• _Task directions_: Pick out and copy each line of the records that contains the string "green". Case counts.

• _Task input_:
------------------------
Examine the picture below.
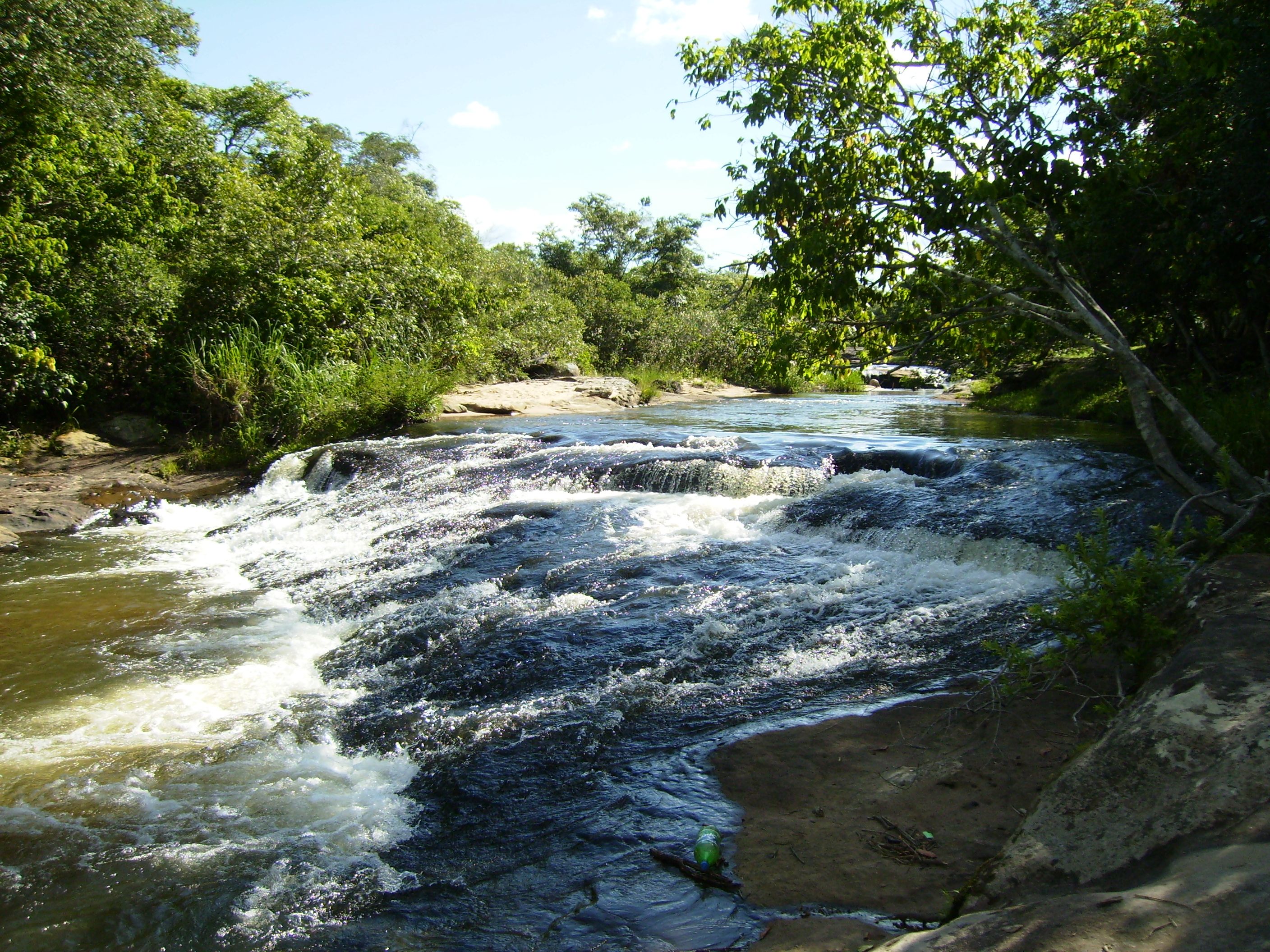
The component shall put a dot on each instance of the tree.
------------------------
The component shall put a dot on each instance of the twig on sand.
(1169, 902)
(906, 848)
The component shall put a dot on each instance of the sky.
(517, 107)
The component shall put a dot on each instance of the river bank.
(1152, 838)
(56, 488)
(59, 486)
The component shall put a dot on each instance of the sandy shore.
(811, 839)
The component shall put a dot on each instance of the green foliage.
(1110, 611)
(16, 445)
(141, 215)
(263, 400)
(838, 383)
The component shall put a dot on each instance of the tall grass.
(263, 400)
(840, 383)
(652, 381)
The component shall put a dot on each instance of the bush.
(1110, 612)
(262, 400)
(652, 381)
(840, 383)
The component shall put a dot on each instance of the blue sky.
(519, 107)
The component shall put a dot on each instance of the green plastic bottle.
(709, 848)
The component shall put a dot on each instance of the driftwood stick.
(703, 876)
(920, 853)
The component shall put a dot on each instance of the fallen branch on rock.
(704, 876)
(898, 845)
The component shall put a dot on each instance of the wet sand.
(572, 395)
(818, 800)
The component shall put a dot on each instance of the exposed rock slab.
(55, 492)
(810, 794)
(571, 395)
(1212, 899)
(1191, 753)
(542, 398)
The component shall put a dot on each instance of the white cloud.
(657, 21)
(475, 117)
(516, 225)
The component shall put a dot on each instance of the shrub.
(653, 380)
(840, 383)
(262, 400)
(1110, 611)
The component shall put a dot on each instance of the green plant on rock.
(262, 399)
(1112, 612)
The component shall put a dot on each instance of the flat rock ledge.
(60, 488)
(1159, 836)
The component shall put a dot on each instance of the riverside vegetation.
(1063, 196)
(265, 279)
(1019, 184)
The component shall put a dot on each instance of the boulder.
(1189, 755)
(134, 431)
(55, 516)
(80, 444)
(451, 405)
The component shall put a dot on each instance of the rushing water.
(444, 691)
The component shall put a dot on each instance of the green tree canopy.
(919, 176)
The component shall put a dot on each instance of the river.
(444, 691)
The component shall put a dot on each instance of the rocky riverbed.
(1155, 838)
------------------------
• _Solved problem_:
The component shall put a dot on each instance of the green foliage.
The component shall put a dot on each instance of the green plastic bottle.
The component shall put a dot on each instance of the green plant on rock.
The component shall put a dot on each instance of the green tree canopy.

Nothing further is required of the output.